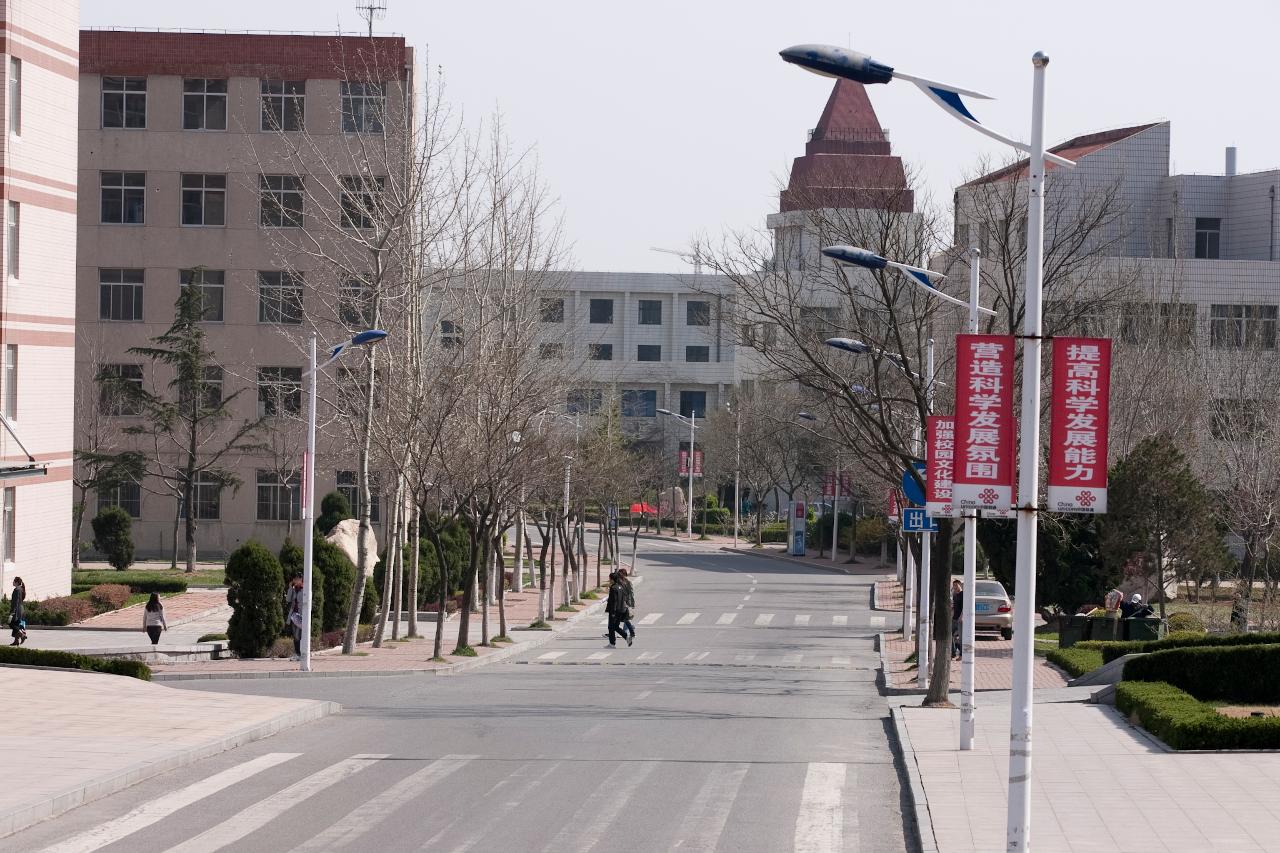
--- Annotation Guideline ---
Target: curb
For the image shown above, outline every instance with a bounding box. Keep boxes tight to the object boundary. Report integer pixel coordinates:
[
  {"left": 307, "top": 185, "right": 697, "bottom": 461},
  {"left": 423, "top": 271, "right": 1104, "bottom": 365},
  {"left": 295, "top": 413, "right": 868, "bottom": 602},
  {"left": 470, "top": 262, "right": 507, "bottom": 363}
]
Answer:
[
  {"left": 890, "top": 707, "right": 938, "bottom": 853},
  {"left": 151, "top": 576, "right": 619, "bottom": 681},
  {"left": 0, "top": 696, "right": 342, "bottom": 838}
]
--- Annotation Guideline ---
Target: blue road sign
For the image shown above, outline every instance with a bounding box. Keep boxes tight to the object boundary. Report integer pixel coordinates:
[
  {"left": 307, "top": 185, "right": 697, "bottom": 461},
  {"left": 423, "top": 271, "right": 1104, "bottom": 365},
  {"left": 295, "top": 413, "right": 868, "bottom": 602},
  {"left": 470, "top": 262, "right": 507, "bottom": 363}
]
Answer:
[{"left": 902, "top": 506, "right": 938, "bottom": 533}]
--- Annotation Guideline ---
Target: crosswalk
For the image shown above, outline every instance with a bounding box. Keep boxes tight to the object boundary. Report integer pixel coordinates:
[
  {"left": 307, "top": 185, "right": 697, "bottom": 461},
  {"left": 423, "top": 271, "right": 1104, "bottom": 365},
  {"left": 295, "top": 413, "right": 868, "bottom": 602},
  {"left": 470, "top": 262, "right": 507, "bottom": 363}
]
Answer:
● ● ● ●
Aim |
Copy all of the material above line for line, leaving out the pictures.

Result below |
--- Annotation Guideline ---
Target: curb
For the image shown above, outline every instance with a bounding box. Keep boxes tight to the object boundary. Report integer pixel coordinates:
[
  {"left": 307, "top": 185, "right": 697, "bottom": 461},
  {"left": 423, "top": 271, "right": 1104, "bottom": 365},
  {"left": 295, "top": 413, "right": 868, "bottom": 602},
  {"left": 470, "top": 262, "right": 507, "bottom": 363}
]
Answer:
[
  {"left": 890, "top": 707, "right": 938, "bottom": 853},
  {"left": 151, "top": 576, "right": 619, "bottom": 681},
  {"left": 0, "top": 696, "right": 342, "bottom": 838}
]
--- Annotation Guideline ---
Target: blue road sign
For the image shown above, outline every instance with a bounding box. Keep boxes tight to the object boundary. Report integer pixel coordinates:
[
  {"left": 307, "top": 185, "right": 697, "bottom": 461},
  {"left": 423, "top": 271, "right": 1104, "bottom": 365},
  {"left": 295, "top": 413, "right": 868, "bottom": 602},
  {"left": 470, "top": 262, "right": 507, "bottom": 363}
]
Answer:
[{"left": 902, "top": 506, "right": 938, "bottom": 533}]
--- Annotation Guideline ---
Target: crosswalk
For the image shown above, outline every instance with a bounding box. Keep boxes tight to the object boundary. Report integer pixel coordinates:
[
  {"left": 307, "top": 185, "right": 697, "bottom": 461},
  {"left": 423, "top": 271, "right": 1104, "bottom": 365},
  {"left": 295, "top": 413, "right": 868, "bottom": 602},
  {"left": 470, "top": 262, "right": 507, "bottom": 363}
]
Answer:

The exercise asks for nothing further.